**Tekst do czytania**:

- - -

Wzdłuż Belaggio aż do odpraw promowych jeździ mała ciuchcia, która rozwozi turystów po wyznaczonych punktach. W mieście nie znajdziecie wyjątkowych zabytków czy okazałych willi, jednak jest tu coś wyjątkowego, romantycznego co przyciąga rzesze turystów jak i samych mieszkańców Włoch. Z pewnością największą atrakcją jest sam fakt rejsu statkiem, to polecamy w 100%.
Dzień 4
Jadąc wokół jeziora Como z pewnością zauważycie przepiękne wille i pałacyki. Większość z nich jest prywatna, niektóre zostały zaadaptowane na hotele ale jest też kilkanaście, które można zwiedzić, a nawet trzeba.
Villa del Balbianello
Jedno z tych miejsc, które obowiązkowo trzeba zobaczyć nad jeziorem Como. Możecie dostać się tam na dwa sposoby: pieszo, około 1,5 km pod górkę lub motorówką z miejscowości Lenno za 5 euro / osobę (dzieci do lat 4 nie płacą). Willa, jej ogrody i otoczenie już od przekroczenia bramy wejściowej wprawiają w zachwyt. Nie bez powodu kręcono tu takie filmy jak Gwiezdne Wojny (scena, w której Anakin Skywalker wyznaje miłość księżniczce Padme) oraz Bonda w Casino Royale. Wszystko jest tu wypielęgnowane i zadbane – Zuza czuła się tu jak u siebie (czyli jak u księżniczek). Miejsce potrafi pobudzić wyobraźnię nie tylko dziecka oraz poruszyć zmysły i nacieszyć oko.

- - -

**Twoje zadania**:
(A) Na podstawie tekstu o jeziorze Como wyjaśnij, dlaczego „nie bez powodu” kręcono filmy w Villa del Balbianello.
(B) Ile według tekstu o jeziorze Como kosztuje przepłynięcie motorówką z Lenno do Villa del Balbianello?
(C) Pociągnij dalej tekst o jeziorze Como od miejsca, w którym się kończy.

- - -

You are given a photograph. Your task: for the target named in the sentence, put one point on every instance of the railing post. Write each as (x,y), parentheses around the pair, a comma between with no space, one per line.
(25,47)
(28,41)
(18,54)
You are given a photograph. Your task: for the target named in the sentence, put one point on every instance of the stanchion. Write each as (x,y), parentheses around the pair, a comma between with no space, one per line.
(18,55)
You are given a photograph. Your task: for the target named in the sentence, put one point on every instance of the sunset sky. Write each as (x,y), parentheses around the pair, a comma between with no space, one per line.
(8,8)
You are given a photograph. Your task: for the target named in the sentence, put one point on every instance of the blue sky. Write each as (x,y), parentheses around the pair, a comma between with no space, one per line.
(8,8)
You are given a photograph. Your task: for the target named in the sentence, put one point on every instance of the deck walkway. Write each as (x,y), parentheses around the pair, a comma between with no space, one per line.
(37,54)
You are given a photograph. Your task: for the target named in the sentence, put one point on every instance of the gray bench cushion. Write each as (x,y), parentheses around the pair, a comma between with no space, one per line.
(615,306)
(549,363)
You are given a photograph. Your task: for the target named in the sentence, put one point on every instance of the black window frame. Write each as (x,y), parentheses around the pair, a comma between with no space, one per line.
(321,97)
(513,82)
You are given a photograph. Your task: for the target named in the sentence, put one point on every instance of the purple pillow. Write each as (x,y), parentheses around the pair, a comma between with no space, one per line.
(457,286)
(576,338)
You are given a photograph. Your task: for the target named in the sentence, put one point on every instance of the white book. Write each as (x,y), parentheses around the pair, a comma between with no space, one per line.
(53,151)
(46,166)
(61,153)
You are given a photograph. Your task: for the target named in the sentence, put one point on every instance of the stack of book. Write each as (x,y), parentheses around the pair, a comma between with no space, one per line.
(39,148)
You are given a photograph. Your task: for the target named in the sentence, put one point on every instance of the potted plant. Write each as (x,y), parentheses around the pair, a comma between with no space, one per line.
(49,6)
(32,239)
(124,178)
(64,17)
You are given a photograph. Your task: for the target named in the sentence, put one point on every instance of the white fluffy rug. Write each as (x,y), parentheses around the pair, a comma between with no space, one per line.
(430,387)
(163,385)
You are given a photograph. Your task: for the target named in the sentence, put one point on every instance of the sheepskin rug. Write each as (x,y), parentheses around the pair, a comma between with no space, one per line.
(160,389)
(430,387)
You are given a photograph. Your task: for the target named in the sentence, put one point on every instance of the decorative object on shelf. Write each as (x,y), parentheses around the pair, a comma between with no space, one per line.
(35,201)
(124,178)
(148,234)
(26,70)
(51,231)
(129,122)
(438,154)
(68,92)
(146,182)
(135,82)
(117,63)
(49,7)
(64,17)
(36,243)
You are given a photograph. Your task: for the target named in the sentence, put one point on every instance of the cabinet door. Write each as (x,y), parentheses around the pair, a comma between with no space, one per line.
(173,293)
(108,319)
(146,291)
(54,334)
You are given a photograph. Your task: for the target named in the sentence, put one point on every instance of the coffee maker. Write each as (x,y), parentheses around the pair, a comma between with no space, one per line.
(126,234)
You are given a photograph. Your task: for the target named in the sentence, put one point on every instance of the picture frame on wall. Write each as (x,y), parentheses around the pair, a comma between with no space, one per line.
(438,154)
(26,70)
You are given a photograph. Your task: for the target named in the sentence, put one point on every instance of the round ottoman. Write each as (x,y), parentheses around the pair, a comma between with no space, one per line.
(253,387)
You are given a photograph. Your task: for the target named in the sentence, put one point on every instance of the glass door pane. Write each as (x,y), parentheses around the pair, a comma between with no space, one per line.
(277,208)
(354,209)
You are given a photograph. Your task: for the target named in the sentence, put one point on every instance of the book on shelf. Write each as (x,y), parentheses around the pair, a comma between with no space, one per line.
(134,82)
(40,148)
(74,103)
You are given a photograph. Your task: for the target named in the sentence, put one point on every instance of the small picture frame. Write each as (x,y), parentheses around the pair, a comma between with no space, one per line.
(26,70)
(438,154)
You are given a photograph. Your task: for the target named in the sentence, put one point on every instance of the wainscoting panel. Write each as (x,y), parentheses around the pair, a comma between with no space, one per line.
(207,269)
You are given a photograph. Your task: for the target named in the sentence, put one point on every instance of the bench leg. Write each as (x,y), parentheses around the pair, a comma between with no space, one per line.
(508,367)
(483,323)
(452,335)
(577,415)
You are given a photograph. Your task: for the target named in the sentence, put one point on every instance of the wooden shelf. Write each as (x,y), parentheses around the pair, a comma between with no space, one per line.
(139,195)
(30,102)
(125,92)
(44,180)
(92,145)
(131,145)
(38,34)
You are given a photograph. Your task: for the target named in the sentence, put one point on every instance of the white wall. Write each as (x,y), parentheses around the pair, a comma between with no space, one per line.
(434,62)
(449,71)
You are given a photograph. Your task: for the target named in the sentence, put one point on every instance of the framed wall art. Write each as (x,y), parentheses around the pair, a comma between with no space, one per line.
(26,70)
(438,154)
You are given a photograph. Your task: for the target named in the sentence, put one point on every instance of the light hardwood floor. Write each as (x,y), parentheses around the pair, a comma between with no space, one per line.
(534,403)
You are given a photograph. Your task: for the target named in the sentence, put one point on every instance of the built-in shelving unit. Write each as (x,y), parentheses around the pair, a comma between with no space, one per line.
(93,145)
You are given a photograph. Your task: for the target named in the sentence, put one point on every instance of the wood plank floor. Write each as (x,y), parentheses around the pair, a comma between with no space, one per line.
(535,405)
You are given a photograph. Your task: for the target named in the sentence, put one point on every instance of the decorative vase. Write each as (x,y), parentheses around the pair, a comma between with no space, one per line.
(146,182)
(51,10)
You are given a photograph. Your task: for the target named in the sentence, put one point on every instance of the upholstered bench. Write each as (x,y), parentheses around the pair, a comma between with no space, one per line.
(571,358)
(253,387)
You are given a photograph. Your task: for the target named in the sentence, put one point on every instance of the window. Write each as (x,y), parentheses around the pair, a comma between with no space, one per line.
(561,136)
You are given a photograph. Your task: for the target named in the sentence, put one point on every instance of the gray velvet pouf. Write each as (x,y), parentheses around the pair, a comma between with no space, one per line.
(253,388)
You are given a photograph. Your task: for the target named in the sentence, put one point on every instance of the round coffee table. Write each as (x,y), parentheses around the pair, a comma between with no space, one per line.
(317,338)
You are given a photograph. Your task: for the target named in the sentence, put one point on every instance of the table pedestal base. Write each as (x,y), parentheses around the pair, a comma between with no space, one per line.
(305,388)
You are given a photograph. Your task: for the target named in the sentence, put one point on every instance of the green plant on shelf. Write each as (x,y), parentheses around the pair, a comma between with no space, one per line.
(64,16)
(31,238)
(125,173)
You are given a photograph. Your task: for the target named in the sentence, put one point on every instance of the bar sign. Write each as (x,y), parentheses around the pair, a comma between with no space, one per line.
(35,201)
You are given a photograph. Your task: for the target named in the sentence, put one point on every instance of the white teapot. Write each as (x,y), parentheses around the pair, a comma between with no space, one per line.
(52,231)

- - -

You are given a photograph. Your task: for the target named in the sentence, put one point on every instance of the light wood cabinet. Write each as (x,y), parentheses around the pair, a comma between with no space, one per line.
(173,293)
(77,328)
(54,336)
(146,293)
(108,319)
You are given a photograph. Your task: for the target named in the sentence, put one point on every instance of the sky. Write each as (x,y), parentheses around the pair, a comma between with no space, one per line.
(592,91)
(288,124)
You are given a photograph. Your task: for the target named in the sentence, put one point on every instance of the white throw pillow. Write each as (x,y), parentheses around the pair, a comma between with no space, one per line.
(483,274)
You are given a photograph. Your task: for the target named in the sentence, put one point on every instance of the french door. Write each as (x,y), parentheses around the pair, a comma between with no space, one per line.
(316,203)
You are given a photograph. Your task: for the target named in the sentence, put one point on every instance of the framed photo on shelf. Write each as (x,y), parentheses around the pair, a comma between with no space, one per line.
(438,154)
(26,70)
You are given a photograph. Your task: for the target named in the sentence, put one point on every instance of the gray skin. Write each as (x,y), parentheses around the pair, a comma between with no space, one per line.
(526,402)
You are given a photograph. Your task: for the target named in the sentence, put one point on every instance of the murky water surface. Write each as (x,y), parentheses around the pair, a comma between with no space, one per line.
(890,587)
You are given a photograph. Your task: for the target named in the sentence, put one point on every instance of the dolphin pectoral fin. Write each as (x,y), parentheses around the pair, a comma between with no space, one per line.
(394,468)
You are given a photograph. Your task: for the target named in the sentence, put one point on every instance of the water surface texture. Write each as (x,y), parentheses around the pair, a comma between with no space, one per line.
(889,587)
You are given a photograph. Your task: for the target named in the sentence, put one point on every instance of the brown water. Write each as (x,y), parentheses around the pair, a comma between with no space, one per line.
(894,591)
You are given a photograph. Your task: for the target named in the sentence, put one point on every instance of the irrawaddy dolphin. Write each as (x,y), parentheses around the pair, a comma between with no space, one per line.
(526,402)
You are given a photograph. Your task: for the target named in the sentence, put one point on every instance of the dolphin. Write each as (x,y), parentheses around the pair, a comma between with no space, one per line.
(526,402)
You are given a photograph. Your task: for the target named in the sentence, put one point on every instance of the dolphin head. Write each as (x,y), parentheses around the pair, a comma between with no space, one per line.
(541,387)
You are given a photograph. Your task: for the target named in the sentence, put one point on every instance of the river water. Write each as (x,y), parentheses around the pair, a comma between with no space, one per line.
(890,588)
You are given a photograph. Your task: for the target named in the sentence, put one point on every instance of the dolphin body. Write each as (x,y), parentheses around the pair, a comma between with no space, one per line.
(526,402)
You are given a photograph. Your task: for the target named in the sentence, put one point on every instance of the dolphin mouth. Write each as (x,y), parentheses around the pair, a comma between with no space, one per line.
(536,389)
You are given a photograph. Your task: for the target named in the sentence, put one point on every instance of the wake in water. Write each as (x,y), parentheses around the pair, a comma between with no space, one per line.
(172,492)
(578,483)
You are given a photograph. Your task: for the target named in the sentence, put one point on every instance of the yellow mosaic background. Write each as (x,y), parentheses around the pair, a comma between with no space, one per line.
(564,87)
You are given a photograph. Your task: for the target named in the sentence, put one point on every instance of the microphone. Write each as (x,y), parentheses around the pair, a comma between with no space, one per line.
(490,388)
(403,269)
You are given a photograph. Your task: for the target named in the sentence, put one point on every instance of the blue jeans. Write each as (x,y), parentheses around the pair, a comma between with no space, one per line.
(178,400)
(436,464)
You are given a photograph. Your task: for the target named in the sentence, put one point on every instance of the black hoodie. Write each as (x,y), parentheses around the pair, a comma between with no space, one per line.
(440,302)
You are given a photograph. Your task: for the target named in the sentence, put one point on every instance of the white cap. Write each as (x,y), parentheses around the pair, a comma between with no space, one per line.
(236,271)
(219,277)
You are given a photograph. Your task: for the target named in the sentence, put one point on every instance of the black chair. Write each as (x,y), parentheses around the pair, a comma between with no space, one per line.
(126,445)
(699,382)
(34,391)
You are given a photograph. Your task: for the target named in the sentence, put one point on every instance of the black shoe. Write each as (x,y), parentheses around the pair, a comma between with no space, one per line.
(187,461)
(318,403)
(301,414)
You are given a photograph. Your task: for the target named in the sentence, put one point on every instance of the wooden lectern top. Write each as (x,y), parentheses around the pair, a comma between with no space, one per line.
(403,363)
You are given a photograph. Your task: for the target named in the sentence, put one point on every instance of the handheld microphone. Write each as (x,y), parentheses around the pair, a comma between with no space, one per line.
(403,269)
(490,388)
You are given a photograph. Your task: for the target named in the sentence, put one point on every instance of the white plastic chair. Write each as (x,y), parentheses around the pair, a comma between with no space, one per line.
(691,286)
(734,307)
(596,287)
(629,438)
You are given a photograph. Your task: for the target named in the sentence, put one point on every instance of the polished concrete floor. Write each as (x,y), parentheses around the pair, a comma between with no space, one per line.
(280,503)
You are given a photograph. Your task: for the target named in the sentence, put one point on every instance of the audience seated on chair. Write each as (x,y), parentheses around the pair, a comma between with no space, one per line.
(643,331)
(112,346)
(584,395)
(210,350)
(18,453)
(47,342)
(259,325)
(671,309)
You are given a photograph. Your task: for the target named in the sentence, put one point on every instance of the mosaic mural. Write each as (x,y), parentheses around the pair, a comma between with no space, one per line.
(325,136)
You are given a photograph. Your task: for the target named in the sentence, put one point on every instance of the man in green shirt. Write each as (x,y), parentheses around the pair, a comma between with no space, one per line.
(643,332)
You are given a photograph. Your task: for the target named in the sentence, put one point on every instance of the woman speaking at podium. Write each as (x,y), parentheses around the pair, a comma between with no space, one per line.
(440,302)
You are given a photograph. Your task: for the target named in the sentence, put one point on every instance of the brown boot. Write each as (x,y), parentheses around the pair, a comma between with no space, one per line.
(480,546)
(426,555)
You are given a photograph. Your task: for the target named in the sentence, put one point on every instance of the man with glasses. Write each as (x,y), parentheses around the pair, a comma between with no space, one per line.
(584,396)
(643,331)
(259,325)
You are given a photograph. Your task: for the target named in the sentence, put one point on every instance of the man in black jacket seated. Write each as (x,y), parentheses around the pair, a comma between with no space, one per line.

- - -

**Odpowiedzi po kolei**:
(A) Willa, jej ogrody i otoczenie wprawiają w zachwyt już od przekroczenia bramy wejściowej. Wszystko jest tam wypielęgnowane i zadbane.

(B) 5 euro za osobę, a dzieci do lat 4 nie płacą.

(C)
Bilet wejściowy do willi oraz ogrodów to koszt 20 euro / osobę. My wybraliśmy opcję wejścia tylko do ogrodów (10 euro/ osobę, dzieci do lat 4 za darmo). Problemem może okazać się tu parking, ciasny i mały, dlatego proponujemy zostawić auto w okolicy kościoła Santo Stefano lub sklepu spożywczego Dino.
Lenno
Niewielkie miasteczko, jednak będąc w Villi del Balbianello już tylko kilka kroków dzieli Was od przyjemnego nabrzeża, na którym znajdują się knajpki i kawiarnie oraz kościół Santo Stefano. Ukojenie od słońca znaleźliśmy na miejscowej plaży (Lido di Lenno), którą w całości chroni cień.
Parco Civico Teresio Olivelli
Nasza propozycja na piknik i kąpiel w jeziorze. Duży park z drzewami i miejscami do relaksu oraz wejściem do jeziora. W weekendy miejsce spotkań mieszkańców. Charakterystycznym punktem parku jest fontanna. Tuż po drugiej stronie ulicy przy kościele San Lorenzo znajduje się niewielki plac zabaw.
Dzień 5
Rejon jeziora Como to nie tylko plaże, wille i miasteczka – ale także góry. Mieliśmy z tego powodu lekki niedosyt więc postanowiliśmy wybrać się na krótką przejażdżkę w okolicach Gravedonny. Krętymi wąskimi drogami dojechaliśmy do miasteczka Brenzio by później inną, jeszcze bardziej krętą drogą zjechać w dół 🙂 Droga dla kierowców o silnych nerwach! Jednak widoki z góry są warte tego wyzwania. By ostudzić nieco emocje dojechaliśmy do kolejnej willi.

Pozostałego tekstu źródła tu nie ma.